* PROBLEM SET
1 – List every painkiller named in the news report on stingray stings at Sentosa.
2 – From the news report on stingray stings at Sentosa, extract the passage from "He enjoyed an" up to and including "wrote Mr Koellmann.".

* READING PASSAGE
■ ■ ■ ■ ■

Singapore—Apparently there were at least two recent incidents of people getting stung by stingrays at Sentosa.
Many netizens were alerted to one incident when a man named Benjamin Koellmann posted a warning on the Nature Society (Singapore) Facebook page on Sunday (Apr 4), outlining his painful ordeal at Tanjong Beach.
He enjoyed an outing there with his family but inadvertently stepped on a stingray as he was about to leave the water.
“What followed was three nights in the hospital and some of the most intense nerve pain I’ve felt in my life, not just locally at the site of the sting but also shooting up my leg and down into my foot – and that’s despite constant and generous doses of heavy painkillers (morphine, Tramadol, Panadol, etc),” he wrote.
The doctor who attended to his injuries at Singapore General Hospital, as well as two lifeguards who helped him told him a similar incident had happened at Siloso Beach on the same day.
“So this apparently wasn’t a one-in-a-million freak accident and does happen sometimes in Sentosa,” wrote Mr Koellmann.
He stayed at SGH for three days, and described the initial sting as “like a hammer hitting my ankle!”
Mr Koellmann added that he did not know of any “surefire” way that one can protect him or herself, as stingrays can penetrate even thick shoes, but added that it’s better to shuffle one’s feet when in the water at Sentosa, instead of taking firm steps.
Experts quoted in The Straits Times (ST) concurred with this, adding that these sea creatures are usually mild-mannered, and only sting when they feel threatened.

■ ■ ■ ■ ■

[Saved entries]
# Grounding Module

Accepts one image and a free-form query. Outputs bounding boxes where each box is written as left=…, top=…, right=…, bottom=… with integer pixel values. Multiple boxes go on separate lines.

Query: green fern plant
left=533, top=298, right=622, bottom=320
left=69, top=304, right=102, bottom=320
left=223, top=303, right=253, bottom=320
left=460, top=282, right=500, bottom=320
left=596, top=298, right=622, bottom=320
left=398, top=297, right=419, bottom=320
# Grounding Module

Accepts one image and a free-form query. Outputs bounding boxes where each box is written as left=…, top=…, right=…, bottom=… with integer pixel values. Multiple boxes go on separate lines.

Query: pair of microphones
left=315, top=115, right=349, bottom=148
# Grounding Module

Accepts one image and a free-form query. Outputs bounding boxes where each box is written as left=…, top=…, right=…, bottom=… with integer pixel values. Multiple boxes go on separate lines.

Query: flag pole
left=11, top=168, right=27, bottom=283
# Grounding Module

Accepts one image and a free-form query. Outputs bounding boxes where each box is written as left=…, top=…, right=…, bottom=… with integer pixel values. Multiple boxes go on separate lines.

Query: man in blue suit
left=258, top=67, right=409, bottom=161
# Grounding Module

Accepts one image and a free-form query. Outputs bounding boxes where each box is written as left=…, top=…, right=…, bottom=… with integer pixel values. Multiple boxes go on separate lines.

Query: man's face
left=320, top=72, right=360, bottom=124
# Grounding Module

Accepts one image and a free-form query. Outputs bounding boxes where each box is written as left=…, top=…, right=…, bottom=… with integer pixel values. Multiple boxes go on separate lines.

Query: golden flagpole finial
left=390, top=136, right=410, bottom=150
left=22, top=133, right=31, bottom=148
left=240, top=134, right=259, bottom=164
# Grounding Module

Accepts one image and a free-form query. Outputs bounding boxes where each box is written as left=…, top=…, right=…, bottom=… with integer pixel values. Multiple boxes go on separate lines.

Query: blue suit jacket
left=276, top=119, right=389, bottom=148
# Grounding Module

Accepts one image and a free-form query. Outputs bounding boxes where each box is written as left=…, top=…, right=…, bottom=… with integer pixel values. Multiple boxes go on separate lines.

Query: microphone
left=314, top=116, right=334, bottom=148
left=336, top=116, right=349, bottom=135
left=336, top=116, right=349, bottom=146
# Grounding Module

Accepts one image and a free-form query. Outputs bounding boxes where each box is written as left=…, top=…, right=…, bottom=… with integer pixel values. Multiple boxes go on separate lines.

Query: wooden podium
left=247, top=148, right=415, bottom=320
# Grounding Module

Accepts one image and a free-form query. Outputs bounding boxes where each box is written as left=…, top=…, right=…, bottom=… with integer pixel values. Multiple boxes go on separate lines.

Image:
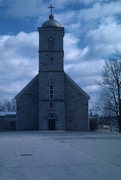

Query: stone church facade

■ ■ ■ ■ ■

* EXPECTED RESULTS
1 – morphine, Tramadol, Panadol

2 –
He enjoyed an outing there with his family but inadvertently stepped on a stingray as he was about to leave the water.
“What followed was three nights in the hospital and some of the most intense nerve pain I’ve felt in my life, not just locally at the site of the sting but also shooting up my leg and down into my foot – and that’s despite constant and generous doses of heavy painkillers (morphine, Tramadol, Panadol, etc),” he wrote.
The doctor who attended to his injuries at Singapore General Hospital, as well as two lifeguards who helped him told him a similar incident had happened at Siloso Beach on the same day.
“So this apparently wasn’t a one-in-a-million freak accident and does happen sometimes in Sentosa,” wrote Mr Koellmann.